=== Instruction ===
Give back exactly the lines from the one containing "of the dark" through the end of the records, including both, and no others.
-- Start Data lines --
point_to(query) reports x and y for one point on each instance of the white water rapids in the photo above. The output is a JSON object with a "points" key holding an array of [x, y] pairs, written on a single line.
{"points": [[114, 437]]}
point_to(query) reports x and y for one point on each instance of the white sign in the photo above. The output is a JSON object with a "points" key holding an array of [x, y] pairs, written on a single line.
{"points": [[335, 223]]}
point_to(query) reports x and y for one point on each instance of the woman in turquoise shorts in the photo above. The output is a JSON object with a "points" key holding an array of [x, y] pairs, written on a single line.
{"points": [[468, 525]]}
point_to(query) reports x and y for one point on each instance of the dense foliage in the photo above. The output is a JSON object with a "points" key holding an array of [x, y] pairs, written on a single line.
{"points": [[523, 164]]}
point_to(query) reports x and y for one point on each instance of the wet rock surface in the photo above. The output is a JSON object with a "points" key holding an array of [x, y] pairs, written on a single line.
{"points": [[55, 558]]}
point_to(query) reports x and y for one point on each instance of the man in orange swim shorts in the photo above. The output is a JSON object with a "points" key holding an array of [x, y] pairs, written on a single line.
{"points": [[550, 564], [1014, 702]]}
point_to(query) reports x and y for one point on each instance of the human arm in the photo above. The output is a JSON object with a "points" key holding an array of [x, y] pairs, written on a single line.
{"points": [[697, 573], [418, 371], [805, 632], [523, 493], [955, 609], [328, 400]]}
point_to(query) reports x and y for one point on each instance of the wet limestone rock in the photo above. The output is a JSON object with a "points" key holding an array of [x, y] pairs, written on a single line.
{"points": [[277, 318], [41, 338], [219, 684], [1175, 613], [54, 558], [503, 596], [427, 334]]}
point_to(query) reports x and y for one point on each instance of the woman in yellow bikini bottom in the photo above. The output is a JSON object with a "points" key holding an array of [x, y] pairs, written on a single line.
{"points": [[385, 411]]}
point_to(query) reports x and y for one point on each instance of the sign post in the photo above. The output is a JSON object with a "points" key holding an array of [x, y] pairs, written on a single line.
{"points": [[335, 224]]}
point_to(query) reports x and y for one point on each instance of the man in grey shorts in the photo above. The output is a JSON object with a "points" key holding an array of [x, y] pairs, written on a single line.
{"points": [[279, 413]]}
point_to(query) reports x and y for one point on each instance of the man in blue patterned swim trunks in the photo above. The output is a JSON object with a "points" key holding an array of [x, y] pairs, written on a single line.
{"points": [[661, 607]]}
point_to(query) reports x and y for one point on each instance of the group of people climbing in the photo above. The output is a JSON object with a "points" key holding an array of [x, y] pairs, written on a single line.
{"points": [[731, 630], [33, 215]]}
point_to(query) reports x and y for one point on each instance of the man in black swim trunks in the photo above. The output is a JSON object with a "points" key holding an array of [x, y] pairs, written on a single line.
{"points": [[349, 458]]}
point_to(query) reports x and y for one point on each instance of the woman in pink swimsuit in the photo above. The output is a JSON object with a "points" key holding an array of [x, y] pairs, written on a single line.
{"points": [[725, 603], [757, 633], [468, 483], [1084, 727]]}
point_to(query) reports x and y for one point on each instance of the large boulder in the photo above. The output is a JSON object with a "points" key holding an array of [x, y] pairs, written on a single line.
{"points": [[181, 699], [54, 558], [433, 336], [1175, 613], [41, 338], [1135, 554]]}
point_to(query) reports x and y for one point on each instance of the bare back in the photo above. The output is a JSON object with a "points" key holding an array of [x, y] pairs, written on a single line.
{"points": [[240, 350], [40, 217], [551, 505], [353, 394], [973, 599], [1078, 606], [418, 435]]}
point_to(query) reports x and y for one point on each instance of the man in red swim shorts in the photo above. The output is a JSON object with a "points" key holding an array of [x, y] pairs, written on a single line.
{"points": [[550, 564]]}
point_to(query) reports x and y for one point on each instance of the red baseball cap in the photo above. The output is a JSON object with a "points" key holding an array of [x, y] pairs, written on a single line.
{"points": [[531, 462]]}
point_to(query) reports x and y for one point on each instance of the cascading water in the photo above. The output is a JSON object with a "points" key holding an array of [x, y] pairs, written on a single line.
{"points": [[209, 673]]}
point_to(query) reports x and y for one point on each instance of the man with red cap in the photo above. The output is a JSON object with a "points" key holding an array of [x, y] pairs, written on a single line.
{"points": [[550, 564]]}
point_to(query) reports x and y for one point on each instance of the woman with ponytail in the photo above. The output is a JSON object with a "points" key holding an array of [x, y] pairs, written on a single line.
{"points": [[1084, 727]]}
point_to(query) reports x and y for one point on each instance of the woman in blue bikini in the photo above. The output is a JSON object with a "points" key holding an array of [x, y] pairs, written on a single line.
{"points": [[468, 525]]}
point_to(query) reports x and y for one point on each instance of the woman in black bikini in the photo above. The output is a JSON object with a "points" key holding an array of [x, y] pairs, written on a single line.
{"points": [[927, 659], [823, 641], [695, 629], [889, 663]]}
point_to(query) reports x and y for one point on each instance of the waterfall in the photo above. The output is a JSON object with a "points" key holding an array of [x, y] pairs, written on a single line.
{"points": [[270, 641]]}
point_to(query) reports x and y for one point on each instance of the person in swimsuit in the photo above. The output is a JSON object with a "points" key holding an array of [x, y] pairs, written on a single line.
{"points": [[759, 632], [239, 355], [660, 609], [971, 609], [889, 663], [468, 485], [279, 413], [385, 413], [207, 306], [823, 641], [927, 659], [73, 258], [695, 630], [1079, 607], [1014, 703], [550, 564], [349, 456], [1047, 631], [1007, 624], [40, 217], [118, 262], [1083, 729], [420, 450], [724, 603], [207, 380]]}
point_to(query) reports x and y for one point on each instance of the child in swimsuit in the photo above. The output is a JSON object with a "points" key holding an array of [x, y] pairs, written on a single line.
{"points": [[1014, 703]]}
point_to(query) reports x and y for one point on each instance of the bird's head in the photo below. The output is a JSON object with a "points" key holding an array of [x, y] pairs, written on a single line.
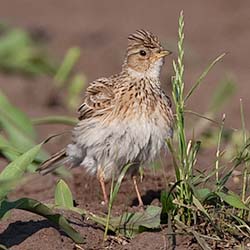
{"points": [[145, 55]]}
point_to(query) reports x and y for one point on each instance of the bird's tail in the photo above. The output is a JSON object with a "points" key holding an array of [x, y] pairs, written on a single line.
{"points": [[55, 161]]}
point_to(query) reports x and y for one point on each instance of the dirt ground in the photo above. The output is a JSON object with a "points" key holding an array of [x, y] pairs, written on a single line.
{"points": [[100, 29]]}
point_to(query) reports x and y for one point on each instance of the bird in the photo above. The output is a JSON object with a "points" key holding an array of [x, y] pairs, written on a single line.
{"points": [[124, 119]]}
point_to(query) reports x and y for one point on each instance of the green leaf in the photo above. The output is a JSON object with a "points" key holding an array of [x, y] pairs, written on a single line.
{"points": [[199, 206], [232, 199], [130, 224], [63, 195], [203, 193], [42, 210], [16, 169]]}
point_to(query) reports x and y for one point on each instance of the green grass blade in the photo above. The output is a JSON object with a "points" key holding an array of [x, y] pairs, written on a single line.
{"points": [[17, 168], [232, 199], [203, 75], [42, 210], [63, 195]]}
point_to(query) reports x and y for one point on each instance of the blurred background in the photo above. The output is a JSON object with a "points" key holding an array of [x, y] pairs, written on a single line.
{"points": [[51, 50], [36, 36]]}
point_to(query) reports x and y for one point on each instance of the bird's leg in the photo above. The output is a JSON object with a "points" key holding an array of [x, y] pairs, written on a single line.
{"points": [[137, 192], [102, 183]]}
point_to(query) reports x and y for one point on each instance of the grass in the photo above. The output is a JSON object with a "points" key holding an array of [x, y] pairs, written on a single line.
{"points": [[198, 203]]}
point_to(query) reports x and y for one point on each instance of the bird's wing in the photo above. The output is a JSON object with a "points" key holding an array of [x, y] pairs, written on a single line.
{"points": [[98, 99]]}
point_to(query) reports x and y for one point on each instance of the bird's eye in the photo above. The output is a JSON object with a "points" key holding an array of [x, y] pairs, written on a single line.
{"points": [[143, 52]]}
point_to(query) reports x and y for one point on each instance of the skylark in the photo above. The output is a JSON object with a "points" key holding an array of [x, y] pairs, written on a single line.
{"points": [[124, 119]]}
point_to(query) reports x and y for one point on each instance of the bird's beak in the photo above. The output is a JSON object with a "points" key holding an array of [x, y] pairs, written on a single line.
{"points": [[164, 53]]}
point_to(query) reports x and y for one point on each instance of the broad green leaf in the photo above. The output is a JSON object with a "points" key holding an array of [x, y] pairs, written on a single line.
{"points": [[130, 224], [63, 195], [203, 193], [42, 210], [16, 169], [167, 202], [232, 199]]}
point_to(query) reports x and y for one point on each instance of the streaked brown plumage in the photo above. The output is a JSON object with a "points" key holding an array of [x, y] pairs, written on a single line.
{"points": [[124, 119]]}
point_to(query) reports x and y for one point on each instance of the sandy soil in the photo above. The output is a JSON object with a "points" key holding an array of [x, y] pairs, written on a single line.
{"points": [[100, 29]]}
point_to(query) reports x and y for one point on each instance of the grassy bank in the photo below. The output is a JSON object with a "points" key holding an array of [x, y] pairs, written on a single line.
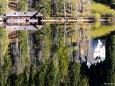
{"points": [[100, 10]]}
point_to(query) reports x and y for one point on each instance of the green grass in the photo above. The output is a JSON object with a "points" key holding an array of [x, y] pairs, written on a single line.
{"points": [[102, 31], [102, 9]]}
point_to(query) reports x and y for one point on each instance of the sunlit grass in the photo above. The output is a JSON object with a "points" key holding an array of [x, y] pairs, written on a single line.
{"points": [[102, 9]]}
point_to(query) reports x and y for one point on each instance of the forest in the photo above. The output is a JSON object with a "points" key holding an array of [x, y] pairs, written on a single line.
{"points": [[45, 57]]}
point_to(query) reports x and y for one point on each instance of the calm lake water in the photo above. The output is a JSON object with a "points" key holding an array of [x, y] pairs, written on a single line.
{"points": [[31, 56]]}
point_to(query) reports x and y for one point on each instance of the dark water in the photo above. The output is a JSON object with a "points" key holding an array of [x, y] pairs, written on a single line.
{"points": [[63, 54]]}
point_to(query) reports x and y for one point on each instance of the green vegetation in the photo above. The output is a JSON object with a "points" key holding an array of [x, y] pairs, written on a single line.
{"points": [[98, 31], [102, 10]]}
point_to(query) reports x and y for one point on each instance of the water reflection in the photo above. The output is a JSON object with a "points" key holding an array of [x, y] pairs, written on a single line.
{"points": [[75, 37], [57, 50]]}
-- End Data lines --
=== Answer to the task ===
point_to(query) reports x and y for one point on each instance of the dark water in the photo above. The output is a JSON object with a "points" key holding an array of [x, y] pairs, written on a single line.
{"points": [[63, 54]]}
point_to(query) reports x and y for one point on each instance of the green vegetation in the photo above. The output is a JSON object with a "points" key holding an array of [x, y] pairs, written on a single line.
{"points": [[98, 31], [102, 10]]}
point_to(query) reports x and y for one point on each instance of the water reflection in the photo above. The output is a JSON object with a "points" key holding an array of [x, y] pairs, written on a single line.
{"points": [[75, 37], [57, 50]]}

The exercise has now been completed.